THE REQUEST> Reproduce every line of the records below, requests included. Multiply each pixel coordinate in the answers by 2.4 and round to the nearest whole number, with halves rounded up, but leave the numbers in the requests and their format samples unchanged.

Data items:

[START]

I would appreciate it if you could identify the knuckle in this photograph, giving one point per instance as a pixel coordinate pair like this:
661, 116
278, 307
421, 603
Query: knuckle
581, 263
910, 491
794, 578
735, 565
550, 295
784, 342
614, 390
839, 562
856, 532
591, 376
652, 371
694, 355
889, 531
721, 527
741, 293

[END]

WRITTEN SOLUTION>
I would appreciate it if you could identify the knuckle in this photograph, giving one point per instance as a pixel coordinate pair like this:
661, 116
278, 307
421, 603
Query: knuckle
1394, 631
2184, 1178
1906, 1387
1764, 1356
1320, 708
1882, 821
1474, 936
2014, 1349
2054, 1277
1418, 902
1565, 890
1666, 852
2134, 1274
1730, 1265
1778, 703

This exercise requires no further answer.